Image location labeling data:

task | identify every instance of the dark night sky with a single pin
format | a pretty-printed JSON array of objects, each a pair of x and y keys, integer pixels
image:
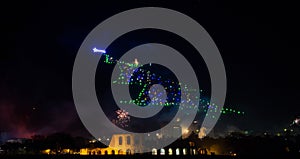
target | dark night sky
[{"x": 259, "y": 43}]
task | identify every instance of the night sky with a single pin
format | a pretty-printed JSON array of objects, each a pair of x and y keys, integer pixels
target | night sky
[{"x": 259, "y": 43}]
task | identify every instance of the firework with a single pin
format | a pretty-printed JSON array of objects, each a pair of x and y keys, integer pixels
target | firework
[{"x": 123, "y": 118}]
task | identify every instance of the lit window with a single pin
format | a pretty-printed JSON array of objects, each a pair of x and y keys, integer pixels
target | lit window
[
  {"x": 120, "y": 140},
  {"x": 128, "y": 140}
]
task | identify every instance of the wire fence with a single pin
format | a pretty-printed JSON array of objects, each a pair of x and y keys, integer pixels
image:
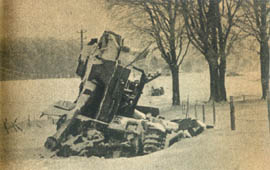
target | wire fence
[{"x": 9, "y": 74}]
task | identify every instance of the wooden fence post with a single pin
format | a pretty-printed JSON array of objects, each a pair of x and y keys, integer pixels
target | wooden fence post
[
  {"x": 214, "y": 113},
  {"x": 232, "y": 113},
  {"x": 268, "y": 106},
  {"x": 203, "y": 112},
  {"x": 29, "y": 122},
  {"x": 5, "y": 125},
  {"x": 187, "y": 108},
  {"x": 195, "y": 109}
]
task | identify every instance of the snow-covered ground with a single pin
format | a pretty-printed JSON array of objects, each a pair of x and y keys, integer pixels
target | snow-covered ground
[{"x": 247, "y": 148}]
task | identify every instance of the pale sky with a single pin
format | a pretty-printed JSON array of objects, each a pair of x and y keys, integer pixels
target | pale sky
[{"x": 54, "y": 18}]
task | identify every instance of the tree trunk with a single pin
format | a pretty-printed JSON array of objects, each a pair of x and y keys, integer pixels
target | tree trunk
[
  {"x": 217, "y": 82},
  {"x": 175, "y": 85},
  {"x": 264, "y": 60}
]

- Task to carry out
Please convert the data above into a JSON list of strings with one string per line, skipping blank lines and leaving out the pictures.

- Expected answer
[
  "task | identify every instance of the dark night sky with a single pin",
  "format | a pretty-printed JSON array of objects, each a pair of x and y keys, integer pixels",
  "image:",
  "target | dark night sky",
  "[{\"x\": 259, \"y\": 43}]",
  "task | identify every instance of the night sky with a single pin",
  "format | a pretty-printed JSON array of objects, each a pair of x and y keys, integer pixels",
  "target | night sky",
  "[{\"x\": 259, \"y\": 43}]",
  "task | identify every instance of the firework with a single pin",
  "format | a pretty-printed JSON array of objects, each a pair of x and y keys, integer pixels",
  "target | firework",
  "[{\"x\": 123, \"y\": 118}]",
  "task | identify every instance of the lit window with a single pin",
  "format | a pretty-printed JSON array of objects, each a pair of x and y keys, integer pixels",
  "target | lit window",
  "[",
  "  {\"x\": 120, \"y\": 140},",
  "  {\"x\": 128, \"y\": 140}",
  "]",
  "task | identify every instance of the wire fence with a single pin",
  "format | a pretty-printed JSON array of objects, each a pair of x and y keys, integer pixels",
  "image:",
  "target | wire fence",
  "[{\"x\": 9, \"y\": 74}]",
  "task | identify every instance of the wooden fence post with a single pin",
  "format | a pretty-printed JSON array of objects, each a pair of x and y keys, integer pixels",
  "target | wooden fence post",
  "[",
  "  {\"x\": 214, \"y\": 113},",
  "  {\"x\": 232, \"y\": 113},",
  "  {\"x\": 268, \"y\": 106},",
  "  {\"x\": 203, \"y\": 112},",
  "  {\"x\": 29, \"y\": 122},",
  "  {\"x\": 5, \"y\": 125},",
  "  {\"x\": 187, \"y\": 108},",
  "  {\"x\": 195, \"y\": 109}",
  "]",
  "task | identify every instance of the snow-covered ground with a single pin",
  "format | a pretty-printed JSON array of objects, each a pair of x and y keys, integer pixels",
  "target | snow-covered ground",
  "[{\"x\": 247, \"y\": 148}]",
  "task | identify every instance of the pale sky with a single pin",
  "format | a pretty-printed JSON array of objects, each a pair of x and y keys, integer pixels",
  "target | pale sky",
  "[{\"x\": 54, \"y\": 18}]",
  "task | identify every instance of the tree trunk with a single pin",
  "format | a pretty-printed JSON array of objects, each a pair of x and y keys, integer pixels",
  "target | tree trunk",
  "[",
  "  {\"x\": 217, \"y\": 82},",
  "  {\"x\": 175, \"y\": 85},",
  "  {\"x\": 264, \"y\": 60}",
  "]"
]